(WORK REQUIRED): What you return must match the data below exactly, minus any pictures.

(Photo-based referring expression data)
┌────────
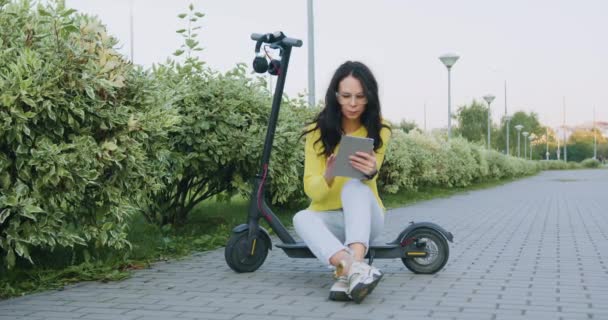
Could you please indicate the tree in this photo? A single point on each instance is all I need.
(406, 126)
(530, 123)
(580, 144)
(473, 121)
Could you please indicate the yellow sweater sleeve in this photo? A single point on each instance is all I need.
(315, 186)
(385, 134)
└────────
(FINAL ANSWER):
Could you please indicate the tree in this photo? A single point on each instance is all I need.
(406, 126)
(530, 123)
(580, 144)
(473, 121)
Could you please indicate the yellow sweater sleeve in this photo? A single point on each instance is all I need.
(315, 186)
(385, 134)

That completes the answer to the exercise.